→ Required task
Rescale the data below by rewriting every line, including the labeling instructions, with each x and y coordinate in the answers multiplied by 2.15 and rounded to the nearest whole number, halves rounding up. Leave the numbers in the instructions and their sample formats unchanged.

→ Excerpted records

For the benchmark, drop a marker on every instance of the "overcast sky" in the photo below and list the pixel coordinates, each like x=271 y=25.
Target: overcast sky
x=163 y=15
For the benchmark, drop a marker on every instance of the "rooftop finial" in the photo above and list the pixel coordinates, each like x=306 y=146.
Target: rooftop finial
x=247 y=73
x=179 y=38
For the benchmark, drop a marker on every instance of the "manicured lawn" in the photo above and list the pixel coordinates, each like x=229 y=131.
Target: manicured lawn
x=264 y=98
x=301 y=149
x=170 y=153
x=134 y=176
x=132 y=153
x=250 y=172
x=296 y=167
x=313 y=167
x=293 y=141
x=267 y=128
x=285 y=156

→ Result for this task
For the benchmark, drop a marker on every instance of the "overcast sky" in the photo below and list the pixel coordinates, each like x=271 y=25.
Target: overcast sky
x=350 y=32
For the benchmark, drop a marker on every instance of the "rooftop finial" in the photo above and list the pixel coordinates, each like x=306 y=146.
Target: rooftop finial
x=531 y=157
x=385 y=82
For the benchmark, drop a marker on every instance of the "manicured lawn" in the photo above and list the pixel coordinates, each like x=229 y=131.
Target: manicured lawn
x=568 y=211
x=647 y=320
x=366 y=329
x=288 y=378
x=284 y=329
x=538 y=370
x=636 y=359
x=673 y=359
x=630 y=303
x=574 y=275
x=613 y=335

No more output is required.